[Records from a collection]
^^^^^^^^

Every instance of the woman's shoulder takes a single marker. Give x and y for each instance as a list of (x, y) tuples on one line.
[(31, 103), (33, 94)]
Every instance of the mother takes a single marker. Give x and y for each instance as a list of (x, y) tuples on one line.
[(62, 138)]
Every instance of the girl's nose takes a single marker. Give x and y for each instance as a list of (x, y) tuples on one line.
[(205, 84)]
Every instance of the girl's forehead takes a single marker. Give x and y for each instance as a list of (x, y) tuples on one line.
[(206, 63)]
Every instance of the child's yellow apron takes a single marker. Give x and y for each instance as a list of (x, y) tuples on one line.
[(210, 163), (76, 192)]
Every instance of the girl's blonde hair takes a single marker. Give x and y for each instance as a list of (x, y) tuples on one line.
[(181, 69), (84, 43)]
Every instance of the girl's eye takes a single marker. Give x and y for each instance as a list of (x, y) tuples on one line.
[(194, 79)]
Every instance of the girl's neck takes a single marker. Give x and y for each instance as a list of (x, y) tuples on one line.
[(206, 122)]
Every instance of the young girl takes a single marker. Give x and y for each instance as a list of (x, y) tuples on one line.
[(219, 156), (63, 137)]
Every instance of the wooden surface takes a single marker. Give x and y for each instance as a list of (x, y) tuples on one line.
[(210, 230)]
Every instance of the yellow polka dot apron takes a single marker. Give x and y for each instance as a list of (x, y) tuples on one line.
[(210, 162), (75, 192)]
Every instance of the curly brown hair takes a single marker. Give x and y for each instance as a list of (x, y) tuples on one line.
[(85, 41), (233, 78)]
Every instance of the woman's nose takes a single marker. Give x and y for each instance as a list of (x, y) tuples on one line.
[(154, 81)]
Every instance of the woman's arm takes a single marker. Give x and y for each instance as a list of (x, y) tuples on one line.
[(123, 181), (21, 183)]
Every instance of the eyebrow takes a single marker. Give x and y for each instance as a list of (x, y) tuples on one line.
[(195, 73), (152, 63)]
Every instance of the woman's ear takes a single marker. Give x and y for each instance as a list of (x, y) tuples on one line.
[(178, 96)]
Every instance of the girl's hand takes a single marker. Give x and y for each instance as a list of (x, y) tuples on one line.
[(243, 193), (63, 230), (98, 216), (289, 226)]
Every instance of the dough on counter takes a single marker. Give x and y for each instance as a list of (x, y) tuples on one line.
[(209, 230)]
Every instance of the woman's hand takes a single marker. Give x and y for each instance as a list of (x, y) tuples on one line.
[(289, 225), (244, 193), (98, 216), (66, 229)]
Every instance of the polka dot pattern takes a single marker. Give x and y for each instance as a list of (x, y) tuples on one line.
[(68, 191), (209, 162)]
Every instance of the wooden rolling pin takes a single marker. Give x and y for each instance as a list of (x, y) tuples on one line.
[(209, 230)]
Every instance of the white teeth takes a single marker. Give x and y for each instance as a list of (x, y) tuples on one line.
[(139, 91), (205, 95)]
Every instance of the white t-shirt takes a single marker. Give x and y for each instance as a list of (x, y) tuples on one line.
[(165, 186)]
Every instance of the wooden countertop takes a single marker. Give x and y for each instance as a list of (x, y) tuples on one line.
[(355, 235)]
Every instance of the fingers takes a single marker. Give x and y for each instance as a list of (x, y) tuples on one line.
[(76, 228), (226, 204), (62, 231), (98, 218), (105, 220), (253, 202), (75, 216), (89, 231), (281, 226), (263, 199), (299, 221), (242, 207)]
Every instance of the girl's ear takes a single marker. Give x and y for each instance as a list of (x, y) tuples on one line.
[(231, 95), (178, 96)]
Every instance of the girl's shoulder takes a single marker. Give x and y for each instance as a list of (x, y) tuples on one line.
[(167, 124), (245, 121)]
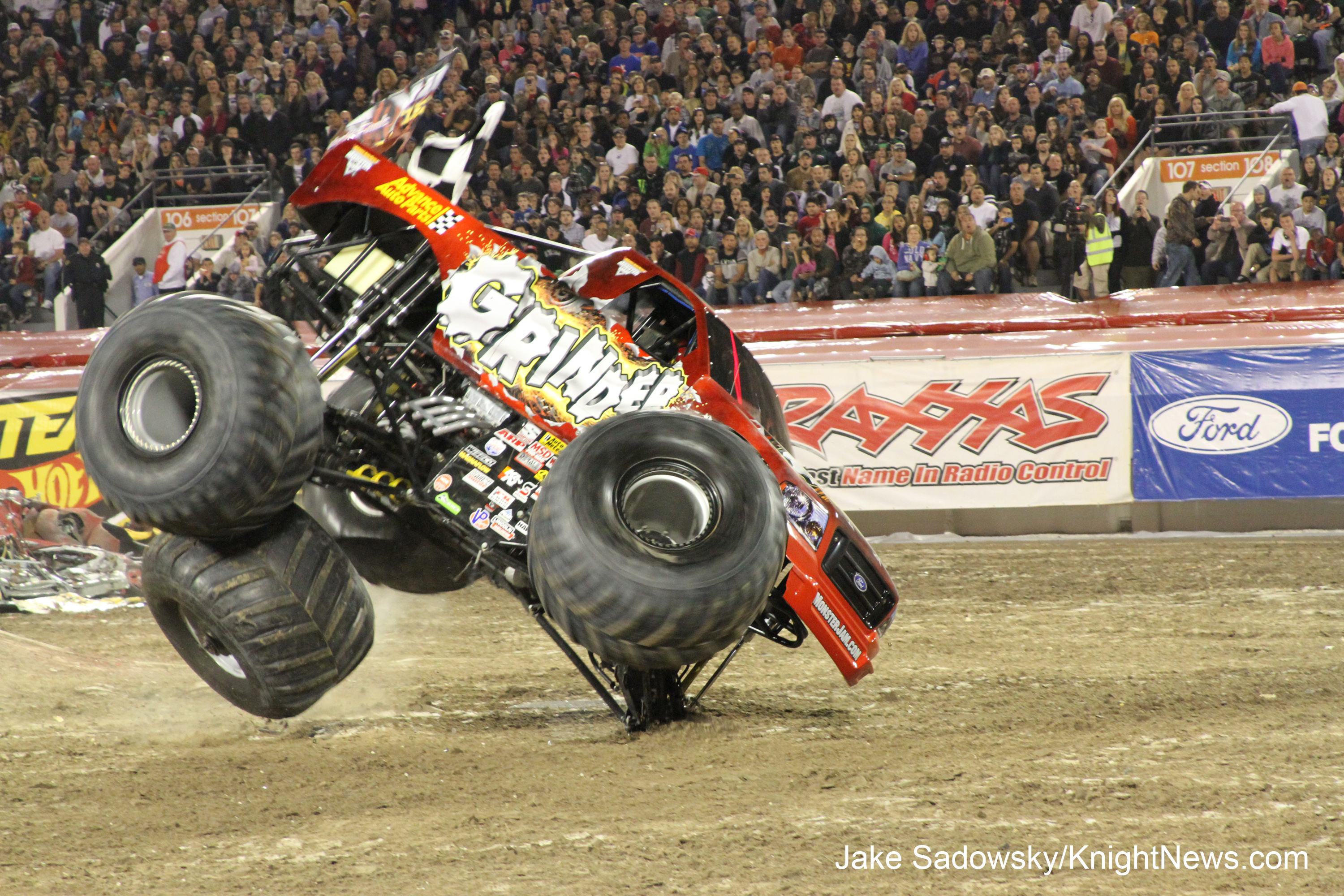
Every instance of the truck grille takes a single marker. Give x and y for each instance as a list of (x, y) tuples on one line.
[(862, 586)]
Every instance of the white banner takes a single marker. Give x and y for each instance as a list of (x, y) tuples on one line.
[(939, 435)]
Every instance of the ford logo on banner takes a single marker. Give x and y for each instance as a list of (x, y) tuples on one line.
[(1219, 425)]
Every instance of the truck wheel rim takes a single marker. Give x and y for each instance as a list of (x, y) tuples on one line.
[(667, 504), (160, 406), (213, 646)]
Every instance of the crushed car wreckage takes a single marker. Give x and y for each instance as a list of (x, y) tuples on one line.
[(596, 443), (64, 558)]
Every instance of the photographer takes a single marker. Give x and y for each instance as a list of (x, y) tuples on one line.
[(1136, 250), (1097, 250), (1069, 240)]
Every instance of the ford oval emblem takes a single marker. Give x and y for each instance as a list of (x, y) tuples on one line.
[(1219, 425)]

^^^^^^^^

Transcribe each of the records above precisely, with no pictures in the copy.

Every instance of the woman's shoulder takes a single marker. Give x and y for each instance as a list of (x, y) tuples on one line.
[(31, 103), (33, 94)]
Every instance of the mother takes a single marker. Give x and y for each instance as a list of (x, y) tuples on one line.
[(62, 138)]
Every instance of the girl's nose takes a single marker. Give x and y for each instance as a list of (x, y) tuples on one line.
[(205, 84)]
Every instance of the girl's forehead takes a single marker. Give x and y for each instance as a list of (x, y) tuples on one line.
[(206, 63)]
Every instance of the child's yellow apron takes a single marker. Give x and y for each instance as a list of (x, y) tuples on one line.
[(210, 163), (76, 192)]
Every instance of the girl's blonde hair takes a single marker. Give x and y for each instance as a list of (x, y) tuples on one line.
[(181, 69), (84, 43)]
Every instance of the girl's eye takes a single marker. Give x and y for each instance as a list of (x, y) tuples on one line.
[(194, 79)]
Every instance of the girl's neck takes a single marker. Give x and y for each instance as a list of (x, y) tuples on one line.
[(206, 122)]
Every instance of the young girl takes a single marker. Give x and y for each instance as a list of (x, y) tuples on one line.
[(219, 156), (63, 137)]
Every instance of the wooden surface takes a single marker. Give x and y for each instance as a list of (x, y) tuples on one line.
[(210, 230)]
Every instance of the yellow polka dot apron takes a single marker. Give x and y for each instance as a list of (x, y) tuples on one line.
[(210, 162), (75, 192)]
Every instance of the curly brown hair takes a single marker. Give x and y for each instance as a list of (x, y) tuples on one line.
[(85, 41), (233, 78)]
Every instance of the woman's nose takes a single marker. Give x and y for each instance as a list of (x, y) tuples on one line.
[(154, 81)]
Every instance of the woman's arm takes a single marker. Give x and y for each instance as a list of (x, y) tuples on one line.
[(123, 181), (21, 183)]
Every instance of the eyebrow takes a single marker. Give x and y for each instance as a list of (x, y) tuples on one line.
[(195, 73), (152, 63)]
Every instance of the woman's ear takes a single marker. Give x and y for each instance as a list of (x, y) tuples on one line.
[(178, 96)]
Every instance of the girl's hand takes a single marker. Give x and y for each instance as a list of (x, y) tuples on one line.
[(243, 193), (63, 230), (98, 216), (289, 226)]
Every instance of the dough on counter takes a single marker. Give x and y for each instance as a list of (x, y) tuples on one line.
[(209, 230)]
Every instance of the woman's hand takes a single marker. Give x and y for each instance as a list of (x, y) tuples on one line.
[(289, 225), (244, 193), (98, 216), (66, 229)]
Every instance of the polka dot pattern takes a single marker. Give x and y for each instance as a list of (x, y) tuples on one line.
[(68, 191), (209, 162)]
Every instance of the wooden rolling pin takes a single marker. Give x and y for each instance as a list of (x, y) tuples on one line.
[(209, 230)]
Every instance of the white teeth takes a single marker. Give x and y for each instance as a list of (x, y) tuples on one line.
[(139, 91), (205, 95)]
Every instance of the white t-shirt takes a single marker. Give x and y for each instance as a list of (x, y) tuples on one line.
[(165, 186)]
Every instance of the wooden countertop takes a single marker. Give x and y for each instance as a list of (x, y) tuples on one line.
[(355, 235)]
Every instance of the fingers takes a single marker. Give x and y for each instance as a list of (x, y) tuples on one line.
[(76, 228), (226, 204), (62, 231), (98, 218), (105, 220), (253, 202), (75, 216), (89, 231), (281, 226), (263, 199), (299, 221), (242, 207)]
Every instance of the girl's ear takes a single marker. Give x and y for each instance as a list of (x, y) tuples on one line.
[(231, 95), (178, 96)]
Every instance of the girl's shoulder takes a single marker. Give x and y for each instance as a list of (x, y) tuples on one line.
[(167, 124), (245, 121)]
Every instance of the truck grille takes a single marker. Give x and y for each instance as a list of (x, y) tuples on one line.
[(862, 586)]
Every instance of the white banner takes a single marker. Give x and y for each instance as a list of (x, y) tuples on one line.
[(939, 435)]
Every instance of the ford logo on banner takes a single marker. Give x and y for each instance as a list of (x, y) tuples on one line.
[(1219, 425)]
Every instance of the truck wheel rim takes a single marker. Give x and y for each instance as a list of (x, y) tuples on one line.
[(667, 504), (160, 406), (213, 646)]
Every instance of the crushed car wreckage takes a single marker. Give x and y for each instance as a list of (x, y) tuples on one line.
[(596, 443), (64, 558)]
Every instance of the photographer takes a single marker. Give x and y for each instance as a list of (x, y) tuples on one line.
[(1136, 250), (1097, 250), (1069, 240)]
Every instance of the ford oval emblem takes a single marker. Give x and y for each instance as a list of (x, y) tuples on one line.
[(1219, 425)]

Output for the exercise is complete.